## Stated problem
Starting at the line that holds "Can you find the purple goalkeeper", copy every line exactly through the end of the data, and no others.

[Pointing dataset excerpts]

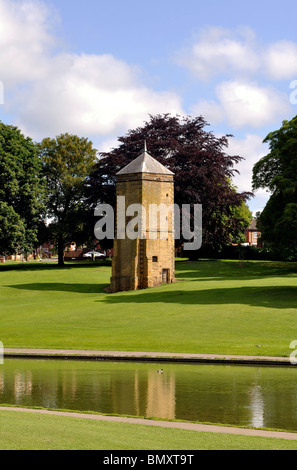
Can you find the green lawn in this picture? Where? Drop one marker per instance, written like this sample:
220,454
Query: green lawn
25,431
215,307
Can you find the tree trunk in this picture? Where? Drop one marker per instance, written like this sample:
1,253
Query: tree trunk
60,251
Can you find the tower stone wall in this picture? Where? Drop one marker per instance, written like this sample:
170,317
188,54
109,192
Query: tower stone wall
147,260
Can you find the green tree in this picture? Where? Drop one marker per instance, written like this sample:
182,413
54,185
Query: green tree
201,165
67,161
21,191
277,172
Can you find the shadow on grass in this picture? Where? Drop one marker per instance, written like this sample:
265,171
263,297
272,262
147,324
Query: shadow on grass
51,265
226,269
282,297
61,287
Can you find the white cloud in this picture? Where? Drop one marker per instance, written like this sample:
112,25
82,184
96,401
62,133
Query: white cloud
89,94
210,110
56,92
244,104
247,104
281,60
220,51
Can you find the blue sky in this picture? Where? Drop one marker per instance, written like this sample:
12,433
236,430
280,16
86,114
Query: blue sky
97,68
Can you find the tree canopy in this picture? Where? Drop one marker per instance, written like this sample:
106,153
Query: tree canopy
21,191
67,161
277,172
199,160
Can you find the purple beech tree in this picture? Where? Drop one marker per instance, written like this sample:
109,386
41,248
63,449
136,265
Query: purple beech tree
199,160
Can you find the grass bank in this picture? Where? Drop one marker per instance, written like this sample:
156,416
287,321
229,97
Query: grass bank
40,432
215,307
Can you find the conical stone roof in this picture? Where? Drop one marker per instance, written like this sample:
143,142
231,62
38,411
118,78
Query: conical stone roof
144,163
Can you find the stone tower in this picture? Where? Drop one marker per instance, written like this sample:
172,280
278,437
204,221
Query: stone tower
146,260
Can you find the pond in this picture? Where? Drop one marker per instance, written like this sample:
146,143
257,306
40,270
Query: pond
259,396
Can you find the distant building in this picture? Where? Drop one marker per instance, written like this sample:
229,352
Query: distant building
144,262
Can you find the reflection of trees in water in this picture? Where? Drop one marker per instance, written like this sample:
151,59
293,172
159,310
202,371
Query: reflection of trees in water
243,396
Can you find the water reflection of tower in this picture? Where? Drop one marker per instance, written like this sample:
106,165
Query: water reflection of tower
22,385
257,406
161,395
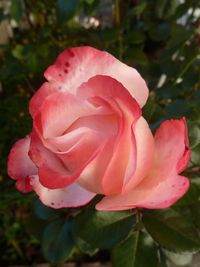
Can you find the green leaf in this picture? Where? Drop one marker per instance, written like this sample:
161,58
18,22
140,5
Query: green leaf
138,250
66,9
57,241
179,107
103,229
43,212
194,133
172,230
16,10
193,194
179,259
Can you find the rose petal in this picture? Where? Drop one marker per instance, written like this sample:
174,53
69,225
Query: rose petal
121,164
58,112
145,152
37,99
71,196
159,196
75,66
162,187
20,167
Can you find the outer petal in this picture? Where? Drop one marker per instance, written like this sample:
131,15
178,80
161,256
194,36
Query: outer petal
75,66
162,187
20,167
38,98
58,112
71,196
53,174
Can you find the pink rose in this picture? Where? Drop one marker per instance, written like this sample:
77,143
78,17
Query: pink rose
89,138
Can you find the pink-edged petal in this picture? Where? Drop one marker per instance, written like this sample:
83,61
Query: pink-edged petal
171,141
52,173
20,166
76,65
122,163
58,112
37,99
91,177
71,196
159,196
163,186
58,170
145,153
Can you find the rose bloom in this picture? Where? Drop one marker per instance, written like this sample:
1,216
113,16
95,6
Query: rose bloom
89,137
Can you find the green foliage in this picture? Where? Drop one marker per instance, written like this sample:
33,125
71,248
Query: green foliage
137,250
172,231
102,229
57,241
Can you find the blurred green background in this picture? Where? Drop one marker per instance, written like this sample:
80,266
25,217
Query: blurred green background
161,38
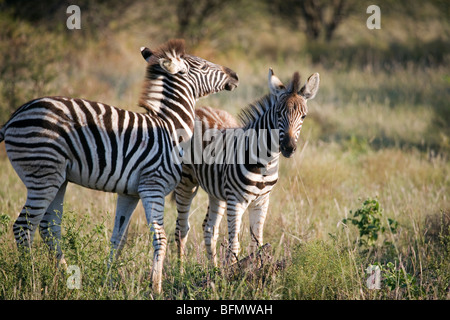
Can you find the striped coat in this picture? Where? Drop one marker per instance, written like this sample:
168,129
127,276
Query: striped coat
55,140
236,186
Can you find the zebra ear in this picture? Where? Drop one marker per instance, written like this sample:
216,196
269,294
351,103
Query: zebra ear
172,66
275,84
309,90
146,53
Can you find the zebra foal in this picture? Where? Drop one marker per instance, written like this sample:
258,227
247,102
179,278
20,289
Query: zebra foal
51,141
238,186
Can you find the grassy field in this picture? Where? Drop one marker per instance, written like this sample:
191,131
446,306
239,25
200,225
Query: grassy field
368,185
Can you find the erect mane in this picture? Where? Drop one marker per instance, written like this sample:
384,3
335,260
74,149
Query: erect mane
250,114
171,49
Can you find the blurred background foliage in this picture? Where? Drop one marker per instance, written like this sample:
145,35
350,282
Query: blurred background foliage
400,71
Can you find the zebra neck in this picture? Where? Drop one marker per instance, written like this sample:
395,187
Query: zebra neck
170,103
267,137
266,128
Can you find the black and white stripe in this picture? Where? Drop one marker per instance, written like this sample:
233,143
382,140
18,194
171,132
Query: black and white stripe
236,187
55,140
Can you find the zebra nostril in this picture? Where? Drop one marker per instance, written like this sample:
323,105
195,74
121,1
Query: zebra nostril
233,79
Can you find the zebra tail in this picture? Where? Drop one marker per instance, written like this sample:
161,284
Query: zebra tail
172,197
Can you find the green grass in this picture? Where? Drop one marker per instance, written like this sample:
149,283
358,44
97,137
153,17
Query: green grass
378,129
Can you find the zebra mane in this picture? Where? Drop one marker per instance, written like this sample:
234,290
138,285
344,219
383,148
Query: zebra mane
170,49
254,111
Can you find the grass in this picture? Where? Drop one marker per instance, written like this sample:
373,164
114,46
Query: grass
378,129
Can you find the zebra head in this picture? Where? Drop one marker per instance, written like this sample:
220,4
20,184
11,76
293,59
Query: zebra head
291,107
199,75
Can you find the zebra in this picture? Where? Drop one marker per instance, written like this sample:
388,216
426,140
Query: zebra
234,187
51,141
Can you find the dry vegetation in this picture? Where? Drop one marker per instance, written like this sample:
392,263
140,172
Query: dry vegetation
378,128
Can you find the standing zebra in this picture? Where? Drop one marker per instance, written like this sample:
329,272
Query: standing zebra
234,187
55,140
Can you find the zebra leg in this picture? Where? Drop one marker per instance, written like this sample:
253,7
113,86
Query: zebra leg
153,202
184,194
124,210
211,224
38,200
50,225
257,216
235,211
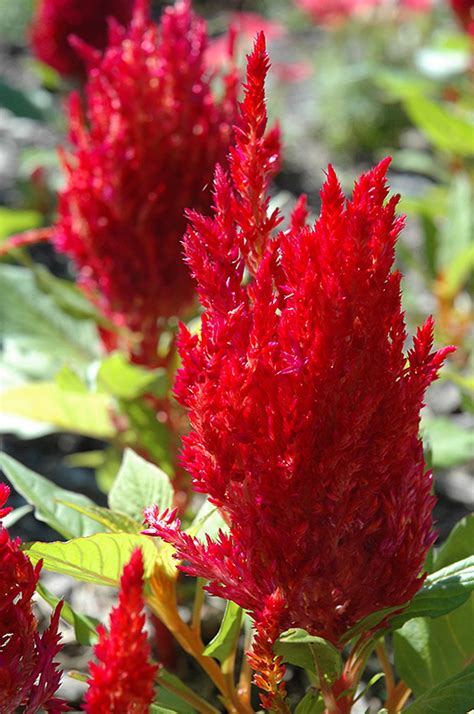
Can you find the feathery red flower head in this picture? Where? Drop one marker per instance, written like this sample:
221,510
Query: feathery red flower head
122,680
28,674
464,10
144,152
56,21
304,409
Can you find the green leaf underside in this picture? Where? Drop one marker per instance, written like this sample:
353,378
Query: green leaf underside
122,379
221,646
315,654
139,484
97,559
454,696
46,497
429,651
32,316
111,520
84,626
443,591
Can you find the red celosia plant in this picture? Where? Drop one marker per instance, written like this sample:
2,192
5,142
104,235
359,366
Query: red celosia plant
464,10
304,408
122,680
29,676
56,21
143,151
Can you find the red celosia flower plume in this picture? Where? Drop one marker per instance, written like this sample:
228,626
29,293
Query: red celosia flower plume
464,10
122,680
144,151
56,21
304,409
29,676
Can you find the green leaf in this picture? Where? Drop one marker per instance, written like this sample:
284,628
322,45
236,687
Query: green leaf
33,318
67,296
315,654
74,411
13,220
429,651
111,520
442,592
450,443
97,559
311,703
139,484
447,130
458,546
45,496
221,646
19,103
9,520
122,379
84,626
454,696
145,430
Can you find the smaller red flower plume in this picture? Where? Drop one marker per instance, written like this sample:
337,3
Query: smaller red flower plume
55,21
29,676
122,680
304,408
464,10
144,151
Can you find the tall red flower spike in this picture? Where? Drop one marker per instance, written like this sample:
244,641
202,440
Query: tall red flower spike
29,676
464,10
122,680
304,409
144,151
56,21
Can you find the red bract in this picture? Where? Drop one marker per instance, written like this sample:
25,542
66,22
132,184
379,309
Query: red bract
28,674
464,10
144,151
56,20
304,408
122,680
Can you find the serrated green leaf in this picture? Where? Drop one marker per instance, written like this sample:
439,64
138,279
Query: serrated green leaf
139,484
311,703
78,412
128,381
111,520
315,654
453,696
33,318
84,626
45,496
97,559
221,646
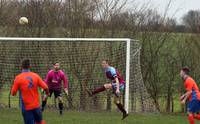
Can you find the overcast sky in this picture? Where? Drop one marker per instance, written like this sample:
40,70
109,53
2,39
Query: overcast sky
178,7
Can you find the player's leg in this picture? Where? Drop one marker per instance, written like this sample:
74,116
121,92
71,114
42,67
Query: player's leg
44,98
191,118
37,113
60,104
58,96
28,117
197,115
100,89
192,108
117,99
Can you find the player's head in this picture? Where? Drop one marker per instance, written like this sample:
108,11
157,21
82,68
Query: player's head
184,72
56,66
105,64
26,64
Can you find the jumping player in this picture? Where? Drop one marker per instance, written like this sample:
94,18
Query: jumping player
117,85
192,96
54,80
27,83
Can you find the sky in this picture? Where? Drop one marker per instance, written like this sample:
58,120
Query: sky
177,9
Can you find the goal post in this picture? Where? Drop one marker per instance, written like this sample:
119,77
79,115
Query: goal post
88,51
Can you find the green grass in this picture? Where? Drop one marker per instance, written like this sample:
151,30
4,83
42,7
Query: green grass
13,116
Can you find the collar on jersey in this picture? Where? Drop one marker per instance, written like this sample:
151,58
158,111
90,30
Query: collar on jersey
26,70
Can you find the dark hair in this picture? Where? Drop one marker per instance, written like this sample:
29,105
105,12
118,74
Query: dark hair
186,70
26,63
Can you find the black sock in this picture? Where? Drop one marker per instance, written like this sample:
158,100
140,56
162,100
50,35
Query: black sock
100,89
60,107
43,104
121,108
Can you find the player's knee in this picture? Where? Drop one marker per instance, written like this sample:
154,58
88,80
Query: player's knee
117,101
108,86
60,100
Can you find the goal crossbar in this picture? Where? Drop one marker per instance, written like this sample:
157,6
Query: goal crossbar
127,40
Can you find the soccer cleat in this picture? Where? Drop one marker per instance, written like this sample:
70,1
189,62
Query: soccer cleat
124,116
89,92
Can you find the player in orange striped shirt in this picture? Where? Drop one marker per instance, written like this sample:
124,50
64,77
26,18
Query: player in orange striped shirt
27,83
192,96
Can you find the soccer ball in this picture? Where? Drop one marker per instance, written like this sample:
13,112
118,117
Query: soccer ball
23,21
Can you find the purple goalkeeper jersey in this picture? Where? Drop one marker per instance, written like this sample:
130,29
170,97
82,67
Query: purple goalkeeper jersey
112,73
54,80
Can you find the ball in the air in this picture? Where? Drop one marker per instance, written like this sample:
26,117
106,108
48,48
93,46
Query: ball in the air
23,21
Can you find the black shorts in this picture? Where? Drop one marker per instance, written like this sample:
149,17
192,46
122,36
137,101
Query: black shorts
32,116
57,93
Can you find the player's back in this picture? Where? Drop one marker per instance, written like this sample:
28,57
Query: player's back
28,85
190,84
111,73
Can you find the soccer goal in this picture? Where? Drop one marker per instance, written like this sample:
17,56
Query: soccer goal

## Written reply
Can you find the purple goalkeeper jersey in this picture? Where? Drop one marker per instance, written like this sample:
130,29
170,97
82,67
Query: purple goalkeeper jersey
112,73
54,80
Can you find the ball in the air in this picture? Where? Drop one marker per instance, written like this sample:
26,117
106,108
48,48
93,46
Query: ball in the air
23,21
Can you find the black shorts in this picture? Where? Drop one marker per instance, written like this sample:
149,17
192,46
122,36
137,101
Query: black shorts
32,116
57,93
Can you find the player's back in this picture? Where? Drop one marker per instance, written like this sample:
28,57
Query: player's back
28,85
190,84
111,73
Can you find the soccer goal in this picture? Where? Drop one marker per instance, written like this sample:
17,56
Query: soccer goal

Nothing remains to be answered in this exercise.